- [EXCERPT]:
FIELD OF THE INVENTION

This invention relates to omni directional antennas and more particularly to an ultra compact circularly polarized UHF satcom antenna.

BACKGROUND OF THE INVENTION

As described in a copending application filed on an even date herewith by John T. Apostolos entitled Orientation-Independent Antenna (ORIAN), assigned to the assignee hereof and incorporated herein by reference, a pair of crossed vertical loops in combination with a horizontal loop may be phased to provide circular polarization in a hemisphere surrounding the antenna such that signals are robustly received regardless of their polarization or angle of arrival. The antenna described in this copending Application is a free standing antenna used, inter alia, on robots or robotic vehicles so that regardless of the angle of arrival of the incoming signal or its polarization the signals will be robustly received. This means that relatively low power signals as from satellites can be received by this orientation-independent antenna.

In one embodiment of the antenna, this antenna is in the form of a cube with various triangular shaped antenna elements disposed on the surface of the cube. Through a relatively sophisticated phasing network, the vertical crossed loops associated with the antenna are fed 90 degrees out of phase, as is a horizontal loop which is 90 degrees out of phase with both of the crossed vertical loops.

Stepped phasing is also utilized for the various legs of the loops of the antenna. Note that the net result is that the crossed vertical loops provide circular polarization at the azimuth but require a horizontal polarization component fill close to the zenith or horizon.

[Excerpts from point annotation data]
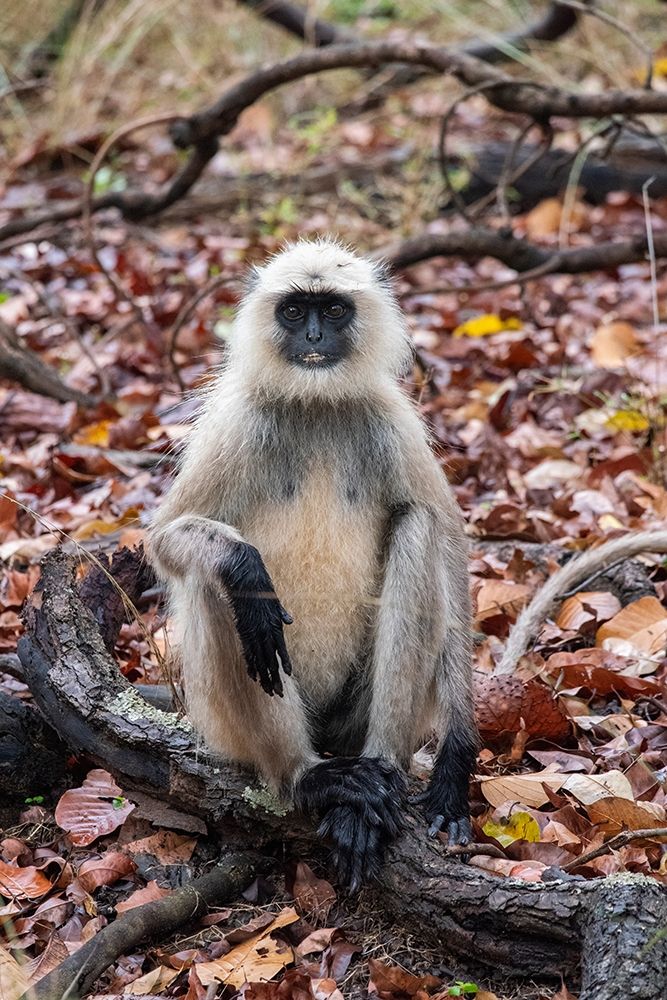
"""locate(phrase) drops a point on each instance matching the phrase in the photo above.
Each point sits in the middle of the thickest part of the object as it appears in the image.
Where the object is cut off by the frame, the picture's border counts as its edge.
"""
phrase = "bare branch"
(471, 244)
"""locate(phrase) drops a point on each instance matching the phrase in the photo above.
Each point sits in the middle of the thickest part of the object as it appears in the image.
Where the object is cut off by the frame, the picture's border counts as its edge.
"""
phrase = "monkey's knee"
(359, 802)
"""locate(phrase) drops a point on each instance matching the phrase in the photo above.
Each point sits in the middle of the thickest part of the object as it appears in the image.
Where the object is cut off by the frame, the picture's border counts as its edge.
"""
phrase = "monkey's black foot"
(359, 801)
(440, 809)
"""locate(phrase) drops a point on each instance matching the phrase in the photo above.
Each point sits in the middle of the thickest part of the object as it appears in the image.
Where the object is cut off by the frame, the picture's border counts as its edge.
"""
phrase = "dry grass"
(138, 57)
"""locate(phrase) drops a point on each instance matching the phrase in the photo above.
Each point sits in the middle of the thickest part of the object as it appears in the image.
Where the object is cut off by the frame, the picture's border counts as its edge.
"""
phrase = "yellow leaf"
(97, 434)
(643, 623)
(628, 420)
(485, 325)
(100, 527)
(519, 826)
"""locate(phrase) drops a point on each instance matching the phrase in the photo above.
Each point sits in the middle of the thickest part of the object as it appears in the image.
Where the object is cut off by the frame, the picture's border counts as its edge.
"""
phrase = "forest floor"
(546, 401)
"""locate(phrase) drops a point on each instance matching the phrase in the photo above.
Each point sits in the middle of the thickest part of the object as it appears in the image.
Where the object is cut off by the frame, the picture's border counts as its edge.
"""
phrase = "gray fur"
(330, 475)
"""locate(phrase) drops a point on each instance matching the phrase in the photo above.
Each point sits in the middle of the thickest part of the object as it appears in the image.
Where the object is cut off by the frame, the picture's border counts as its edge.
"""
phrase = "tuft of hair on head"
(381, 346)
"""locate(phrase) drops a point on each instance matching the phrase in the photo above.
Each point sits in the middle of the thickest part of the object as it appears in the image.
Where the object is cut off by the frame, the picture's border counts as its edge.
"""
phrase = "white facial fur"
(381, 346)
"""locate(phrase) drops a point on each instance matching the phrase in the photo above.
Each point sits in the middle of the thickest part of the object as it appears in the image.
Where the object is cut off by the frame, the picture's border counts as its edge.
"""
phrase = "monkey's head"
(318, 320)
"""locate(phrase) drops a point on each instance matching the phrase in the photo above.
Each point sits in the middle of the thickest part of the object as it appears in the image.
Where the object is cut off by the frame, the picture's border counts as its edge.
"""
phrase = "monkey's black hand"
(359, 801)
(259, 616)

- [GIVEN EXERCISE]:
Write a two-sentence summary of the antenna excerpt.

- [REPLY]:
The invention concerns omnidirectional antennas, in particular an ultra compact circularly polarized UHF satcom antenna. It builds on a copending orientation-independent antenna in which a pair of crossed vertical loops and a horizontal loop, one embodiment of which is a cube, are phased to give circular polarization in a hemisphere around the antenna, so that even low-power signals such as those from satellites are robustly received regardless of their polarization or angle of arrival.